Extracted data.
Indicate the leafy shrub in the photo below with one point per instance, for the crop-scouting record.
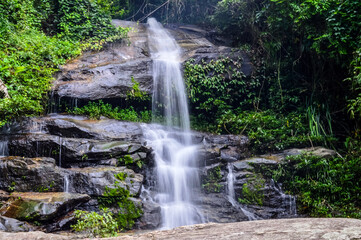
(96, 224)
(324, 187)
(252, 191)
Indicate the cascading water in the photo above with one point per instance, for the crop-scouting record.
(4, 150)
(175, 156)
(66, 183)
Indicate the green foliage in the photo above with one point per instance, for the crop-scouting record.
(252, 192)
(127, 160)
(211, 182)
(136, 94)
(95, 110)
(96, 224)
(46, 188)
(218, 86)
(36, 37)
(324, 187)
(269, 131)
(119, 196)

Problem. Could you transcribe every line above exactly, leaving out the picture?

The result.
Indicate the leafy shrub in the photo below with one point per instance, for the crop-scouting record.
(96, 224)
(324, 187)
(252, 191)
Indicate the cascading water in the photo above with one point per instance, for the crop-scouting record.
(4, 150)
(175, 156)
(66, 183)
Indicate the green foliage in the photo above with one point per instance, for the crop-scouting record.
(252, 192)
(127, 160)
(211, 182)
(136, 94)
(95, 110)
(96, 224)
(46, 188)
(218, 86)
(36, 37)
(324, 187)
(269, 131)
(119, 196)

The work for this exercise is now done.